Records supplied:
◇ ◇ ◇

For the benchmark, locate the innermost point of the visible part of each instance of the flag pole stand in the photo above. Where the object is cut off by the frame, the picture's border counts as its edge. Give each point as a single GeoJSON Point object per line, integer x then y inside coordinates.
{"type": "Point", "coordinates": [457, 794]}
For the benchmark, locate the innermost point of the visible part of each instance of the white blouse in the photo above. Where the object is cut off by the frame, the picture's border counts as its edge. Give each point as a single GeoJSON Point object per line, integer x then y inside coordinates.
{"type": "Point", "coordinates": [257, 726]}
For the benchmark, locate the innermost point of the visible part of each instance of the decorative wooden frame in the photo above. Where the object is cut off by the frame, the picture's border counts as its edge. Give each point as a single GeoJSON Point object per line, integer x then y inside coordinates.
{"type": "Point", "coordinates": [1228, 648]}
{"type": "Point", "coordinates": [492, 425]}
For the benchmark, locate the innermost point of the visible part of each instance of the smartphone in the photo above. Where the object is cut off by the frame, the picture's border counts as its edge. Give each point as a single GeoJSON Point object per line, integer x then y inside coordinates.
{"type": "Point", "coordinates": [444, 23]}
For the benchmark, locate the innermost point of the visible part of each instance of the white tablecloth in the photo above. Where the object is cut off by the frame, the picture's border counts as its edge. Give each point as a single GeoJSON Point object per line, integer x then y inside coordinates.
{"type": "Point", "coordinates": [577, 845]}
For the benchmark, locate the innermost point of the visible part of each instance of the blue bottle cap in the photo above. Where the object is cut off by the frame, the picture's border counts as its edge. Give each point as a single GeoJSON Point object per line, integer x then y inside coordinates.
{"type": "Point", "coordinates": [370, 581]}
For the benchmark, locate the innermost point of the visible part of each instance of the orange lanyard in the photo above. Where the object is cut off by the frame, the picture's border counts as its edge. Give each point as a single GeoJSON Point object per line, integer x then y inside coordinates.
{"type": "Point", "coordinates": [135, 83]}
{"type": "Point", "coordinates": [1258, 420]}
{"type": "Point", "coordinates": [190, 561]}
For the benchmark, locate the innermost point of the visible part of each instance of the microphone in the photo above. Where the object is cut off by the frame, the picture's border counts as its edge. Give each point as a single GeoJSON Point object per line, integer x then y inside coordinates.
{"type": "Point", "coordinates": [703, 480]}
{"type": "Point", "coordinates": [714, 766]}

◇ ◇ ◇

The problem:
Make an exact copy of all the data.

Solution to this exercise:
For the benchmark, locate the innermost point of the visible part of each instance of the flag pole stand in the photo above. Where the object is cut off by the frame, the picture's border counts as its edge. Give each point as a single GeoJSON Point object per line, integer x then y inside coordinates.
{"type": "Point", "coordinates": [457, 794]}
For the benchmark, locate the innermost point of the visible part of each instance of the white blouse in the photo above. Where the object is cut off by the frame, the picture's border counts as its edge. Give each point as a single GeoJSON Point object per line, integer x then y inside coordinates.
{"type": "Point", "coordinates": [257, 726]}
For the benchmark, locate the innermost point of the visible part of each instance of the decorative wooden frame in the photo above. Where the object is cut off by the frame, the picture's border counts as its edge. Give each point as a single GeoJSON Point object per line, integer x then y inside coordinates.
{"type": "Point", "coordinates": [1228, 648]}
{"type": "Point", "coordinates": [492, 425]}
For the benchmark, locate the innermost point of the visible part of each instance of the smartphone in the photo above. Where the object is cut off by the frame, the picture's border counts as its edge. Give each point as a single GeoJSON Point object per line, integer x then y inside coordinates.
{"type": "Point", "coordinates": [444, 23]}
For the benchmark, locate the innermost point of the visible part of each instance of the white tablecloth in the photo above. Where the object is cut off by the frame, the picture's border counts as its edge. Give each point as a single GeoJSON Point object per line, integer x then y inside coordinates.
{"type": "Point", "coordinates": [577, 845]}
For the benchmark, locate the innermost point of the visible part of each instance of the blue bottle cap in the photo above. Where the object is cut off by the frame, the picture's border counts as its edge. Give each point as a single GeoJSON Point object per line, integer x then y inside coordinates.
{"type": "Point", "coordinates": [370, 581]}
For the benchmark, locate the innermost point of the visible part of each instance of the orange lanyard in the photo above. Where the object is cut off by the frame, the picture's border counts as its edge. Give each point as a single GeoJSON Point object per line, integer x then y inside coordinates.
{"type": "Point", "coordinates": [135, 83]}
{"type": "Point", "coordinates": [1258, 420]}
{"type": "Point", "coordinates": [190, 561]}
For the benchmark, locate the innermost point of the visible part of each instance of the microphone in the photo above. Where the object is cut off by the frame, the picture's border counts as its edge. Give each point as a single GeoJSON Point object per line, integer x then y inside coordinates.
{"type": "Point", "coordinates": [703, 480]}
{"type": "Point", "coordinates": [714, 766]}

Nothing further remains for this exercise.